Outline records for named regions
·····

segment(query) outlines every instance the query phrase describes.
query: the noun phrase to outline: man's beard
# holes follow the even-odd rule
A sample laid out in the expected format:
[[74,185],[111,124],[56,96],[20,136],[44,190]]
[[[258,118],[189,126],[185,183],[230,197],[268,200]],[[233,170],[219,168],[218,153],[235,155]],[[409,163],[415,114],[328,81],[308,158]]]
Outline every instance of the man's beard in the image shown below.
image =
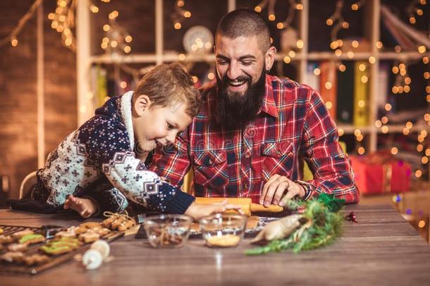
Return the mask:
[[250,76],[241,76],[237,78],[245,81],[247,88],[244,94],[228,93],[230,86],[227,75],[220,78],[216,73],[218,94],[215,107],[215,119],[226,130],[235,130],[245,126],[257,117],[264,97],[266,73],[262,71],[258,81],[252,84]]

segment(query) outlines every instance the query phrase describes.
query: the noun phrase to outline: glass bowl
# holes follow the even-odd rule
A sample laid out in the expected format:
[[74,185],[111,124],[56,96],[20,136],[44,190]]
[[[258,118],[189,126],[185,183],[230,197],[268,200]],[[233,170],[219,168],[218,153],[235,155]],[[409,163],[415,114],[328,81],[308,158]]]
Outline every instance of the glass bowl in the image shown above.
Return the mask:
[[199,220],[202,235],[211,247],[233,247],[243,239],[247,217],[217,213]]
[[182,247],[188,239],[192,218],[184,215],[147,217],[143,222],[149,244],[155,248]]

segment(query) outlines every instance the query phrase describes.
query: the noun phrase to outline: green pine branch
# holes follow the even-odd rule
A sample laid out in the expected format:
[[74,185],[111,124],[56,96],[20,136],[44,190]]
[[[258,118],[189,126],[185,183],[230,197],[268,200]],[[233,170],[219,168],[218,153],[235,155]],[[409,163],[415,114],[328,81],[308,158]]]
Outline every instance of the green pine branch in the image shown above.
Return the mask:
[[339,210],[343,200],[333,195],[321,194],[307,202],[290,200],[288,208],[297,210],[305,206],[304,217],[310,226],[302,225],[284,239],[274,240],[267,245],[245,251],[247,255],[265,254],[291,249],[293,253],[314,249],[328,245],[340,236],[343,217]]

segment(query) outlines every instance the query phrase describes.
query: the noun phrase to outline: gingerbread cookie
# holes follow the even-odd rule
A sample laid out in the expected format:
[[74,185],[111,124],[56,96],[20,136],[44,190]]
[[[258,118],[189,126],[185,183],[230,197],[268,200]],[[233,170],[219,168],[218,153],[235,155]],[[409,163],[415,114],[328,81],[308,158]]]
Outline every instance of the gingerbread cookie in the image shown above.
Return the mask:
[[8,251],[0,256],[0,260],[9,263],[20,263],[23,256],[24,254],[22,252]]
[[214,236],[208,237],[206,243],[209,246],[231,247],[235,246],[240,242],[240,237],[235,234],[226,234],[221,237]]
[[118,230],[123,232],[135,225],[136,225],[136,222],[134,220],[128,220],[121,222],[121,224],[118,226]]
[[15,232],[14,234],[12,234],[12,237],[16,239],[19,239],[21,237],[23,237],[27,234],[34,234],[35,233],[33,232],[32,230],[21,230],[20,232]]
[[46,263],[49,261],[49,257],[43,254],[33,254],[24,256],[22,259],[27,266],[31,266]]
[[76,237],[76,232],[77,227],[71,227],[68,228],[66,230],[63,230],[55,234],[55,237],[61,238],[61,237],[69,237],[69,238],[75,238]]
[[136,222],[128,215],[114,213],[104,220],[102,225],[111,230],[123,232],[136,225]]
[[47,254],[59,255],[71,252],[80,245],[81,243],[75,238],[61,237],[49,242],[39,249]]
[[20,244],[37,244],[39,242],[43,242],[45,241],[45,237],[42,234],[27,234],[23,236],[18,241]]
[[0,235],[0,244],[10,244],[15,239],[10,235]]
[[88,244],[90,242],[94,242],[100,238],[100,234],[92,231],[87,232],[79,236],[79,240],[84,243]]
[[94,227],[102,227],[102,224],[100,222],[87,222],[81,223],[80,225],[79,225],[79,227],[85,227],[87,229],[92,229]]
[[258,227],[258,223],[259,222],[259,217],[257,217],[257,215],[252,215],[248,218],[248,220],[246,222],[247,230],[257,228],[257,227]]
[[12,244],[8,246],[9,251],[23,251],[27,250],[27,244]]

·····

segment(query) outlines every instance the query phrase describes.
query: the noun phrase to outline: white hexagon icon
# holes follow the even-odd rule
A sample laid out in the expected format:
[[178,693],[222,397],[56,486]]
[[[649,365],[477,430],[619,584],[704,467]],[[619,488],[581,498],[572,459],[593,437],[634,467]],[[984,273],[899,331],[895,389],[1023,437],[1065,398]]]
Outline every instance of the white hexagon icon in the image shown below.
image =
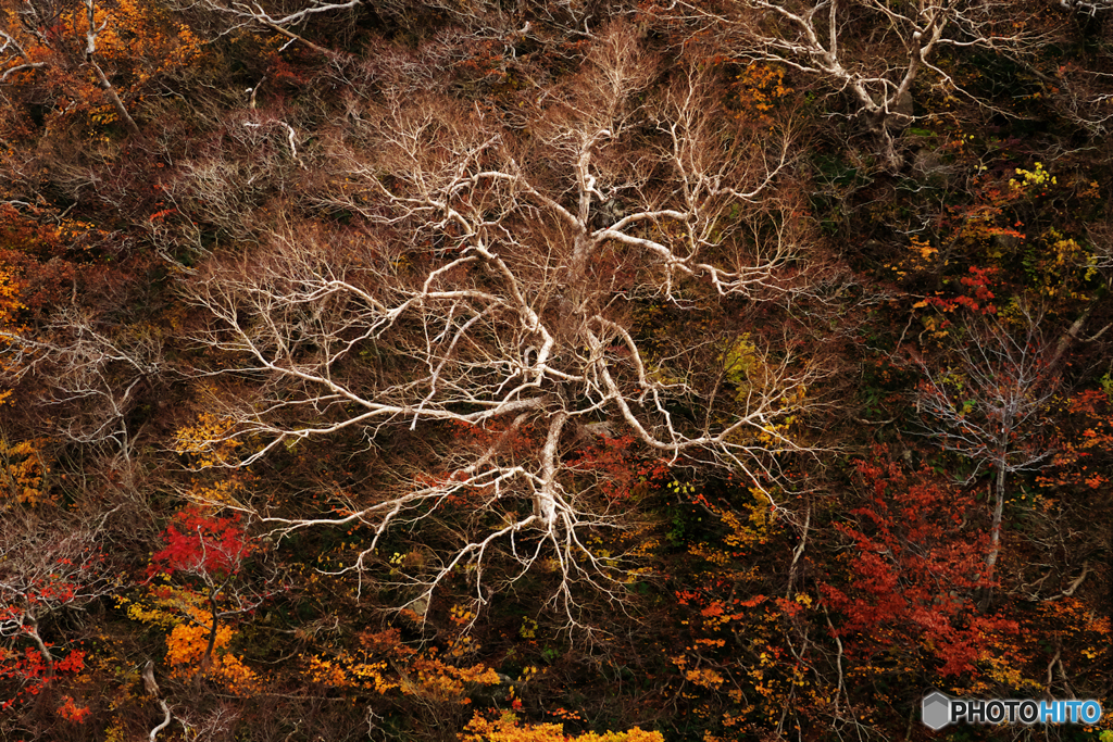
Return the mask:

·····

## [AIM OF THE EXERCISE]
Show every line of the material above that contains the string "glass", treating uppercase and lowercase as distinct.

## [SOLUTION BELOW]
query: the noun phrase to outline: glass bowl
Outline every instance of the glass bowl in the image shown above.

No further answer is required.